Start of Listed entries

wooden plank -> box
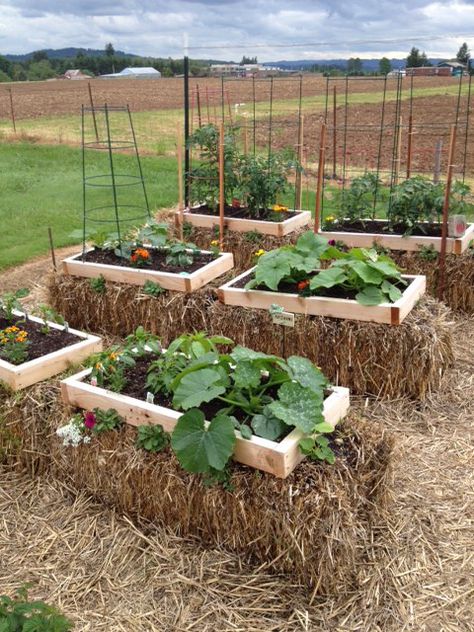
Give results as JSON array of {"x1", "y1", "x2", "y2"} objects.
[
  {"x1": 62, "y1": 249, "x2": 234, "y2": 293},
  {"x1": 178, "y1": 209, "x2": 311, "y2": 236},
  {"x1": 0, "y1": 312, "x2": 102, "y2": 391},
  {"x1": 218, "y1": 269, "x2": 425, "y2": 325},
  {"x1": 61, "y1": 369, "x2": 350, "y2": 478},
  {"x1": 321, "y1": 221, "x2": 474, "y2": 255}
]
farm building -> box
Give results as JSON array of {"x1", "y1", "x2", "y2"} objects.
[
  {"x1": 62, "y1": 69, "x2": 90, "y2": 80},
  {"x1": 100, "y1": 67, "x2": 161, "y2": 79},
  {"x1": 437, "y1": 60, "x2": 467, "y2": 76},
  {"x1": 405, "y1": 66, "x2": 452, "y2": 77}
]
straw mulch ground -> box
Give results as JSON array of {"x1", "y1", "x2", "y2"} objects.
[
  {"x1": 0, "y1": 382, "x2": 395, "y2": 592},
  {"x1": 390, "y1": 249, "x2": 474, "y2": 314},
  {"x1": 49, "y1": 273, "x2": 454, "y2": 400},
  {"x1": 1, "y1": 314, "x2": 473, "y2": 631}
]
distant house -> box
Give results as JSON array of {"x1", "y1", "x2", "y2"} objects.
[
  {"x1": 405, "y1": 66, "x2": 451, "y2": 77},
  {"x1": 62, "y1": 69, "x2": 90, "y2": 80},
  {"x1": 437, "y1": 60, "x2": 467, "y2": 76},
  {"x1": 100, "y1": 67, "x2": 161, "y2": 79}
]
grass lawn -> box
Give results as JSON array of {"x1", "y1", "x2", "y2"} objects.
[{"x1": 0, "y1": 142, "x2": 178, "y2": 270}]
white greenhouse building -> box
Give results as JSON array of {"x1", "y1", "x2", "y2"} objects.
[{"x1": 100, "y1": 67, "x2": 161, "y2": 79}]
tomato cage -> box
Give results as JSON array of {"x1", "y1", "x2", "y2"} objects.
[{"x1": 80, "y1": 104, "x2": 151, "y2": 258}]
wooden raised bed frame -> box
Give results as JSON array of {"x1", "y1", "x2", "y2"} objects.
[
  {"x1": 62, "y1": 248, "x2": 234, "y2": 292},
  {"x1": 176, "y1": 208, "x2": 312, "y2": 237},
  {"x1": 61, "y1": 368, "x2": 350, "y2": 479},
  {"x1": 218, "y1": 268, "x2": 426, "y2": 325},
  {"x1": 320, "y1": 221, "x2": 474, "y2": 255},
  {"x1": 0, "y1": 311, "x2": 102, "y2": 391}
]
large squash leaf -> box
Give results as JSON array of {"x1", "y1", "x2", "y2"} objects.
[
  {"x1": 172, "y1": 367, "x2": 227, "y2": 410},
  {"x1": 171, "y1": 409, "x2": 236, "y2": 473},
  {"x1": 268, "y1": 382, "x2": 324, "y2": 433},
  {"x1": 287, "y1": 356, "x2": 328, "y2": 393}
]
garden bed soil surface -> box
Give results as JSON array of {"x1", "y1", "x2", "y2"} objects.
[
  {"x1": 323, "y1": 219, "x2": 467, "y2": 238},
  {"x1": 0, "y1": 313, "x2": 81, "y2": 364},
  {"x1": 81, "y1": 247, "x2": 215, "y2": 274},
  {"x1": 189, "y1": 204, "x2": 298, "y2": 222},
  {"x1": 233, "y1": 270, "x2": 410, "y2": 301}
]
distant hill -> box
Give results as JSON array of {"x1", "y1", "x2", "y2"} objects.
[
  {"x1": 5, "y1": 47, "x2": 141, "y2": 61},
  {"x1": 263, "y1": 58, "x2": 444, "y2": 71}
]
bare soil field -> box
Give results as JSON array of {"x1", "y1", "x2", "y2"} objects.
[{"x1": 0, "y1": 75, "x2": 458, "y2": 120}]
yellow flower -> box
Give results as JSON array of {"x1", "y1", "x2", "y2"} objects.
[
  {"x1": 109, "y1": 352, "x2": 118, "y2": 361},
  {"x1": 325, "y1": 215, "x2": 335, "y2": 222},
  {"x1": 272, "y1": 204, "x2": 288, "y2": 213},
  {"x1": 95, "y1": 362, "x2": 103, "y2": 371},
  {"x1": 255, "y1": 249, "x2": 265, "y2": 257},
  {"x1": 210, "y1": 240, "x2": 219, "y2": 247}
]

End of Listed entries

Take each line from the preceding material that contains "wooden" and copy it.

wooden plank -> box
wooden raised bed frame -> box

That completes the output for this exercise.